# start of Passage given

In Shabwah Governorate (Yemen), women take care of most crop
husbandry activities of food and cash crops, including the application
of farmyard manure, sowing, weeding, harvesting, threshing and
removing of the crop residues from the fields. Men are responsible
for the maintenance of the canals and terraces, ploughing of
the land with tractors, bee-keeping and the marketing of crop
produces and livestock. (KIT 2002) In Wadi Zabid and Wadi Tuban,
men and women undertake most tasks together, including the cleaning
of small canals. The general rule is that women take on the more
traditional production practices, including spate irrigation,
while men specialise more in the technical aspects of modern
agricultural practices. Raising livestock is considered to be
the responsibility of rural women and their children. A number
of women take care of cows belonging to wealthy households and
they share in the cow’s production, whereby the first calf
will be for the woman. Although women are actively involved and
often responsible for most agricultural and livestock activities,
the marketing of any produce is exclusively reserved for men.
(World Bank 1999, 2000a)
In the Sheeb area in Eritrea, women undertake agricultural activities,
such as harvesting, threshing and transport of grains and straw.
A small proportion of women is involved in petty trade, which
is mainly the sale of handicraft products, such as mats and baskets,
whereas a few women operate a shop. These women are usually widows,
divorcees or former freedom fighters. Due to the policy of the
Eritrean government, women are also active in community affairs,
although the majority of men reject such activities of women
outside their houses for cultural reasons. With regard to the
sale or slaughter of livestock, women have little or no authority.

# end of Passage given
# start of Extracted records

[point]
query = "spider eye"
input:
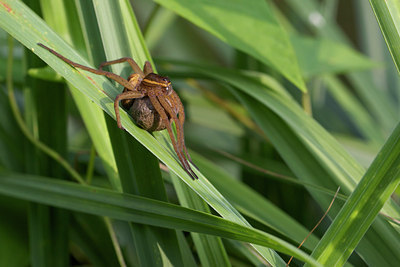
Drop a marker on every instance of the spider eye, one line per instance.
(168, 89)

# end of Extracted records

Exercises »
A - In the passage on farm work in Yemen and Eritrea, who gets the first calf when a woman tends a cow belonging to a wealthy household?
B - Render the lines of the entry in the block of data above as a JSON list of strings, one string per line, with blank lines omitted and the picture left out.

Task-by-task outputs »
A - The woman who takes care of the cow.

B -
[
  "[point]",
  "query = \"spider eye\"",
  "input:",
  "Drop a marker on every instance of the spider eye, one line per instance.",
  "(168, 89)"
]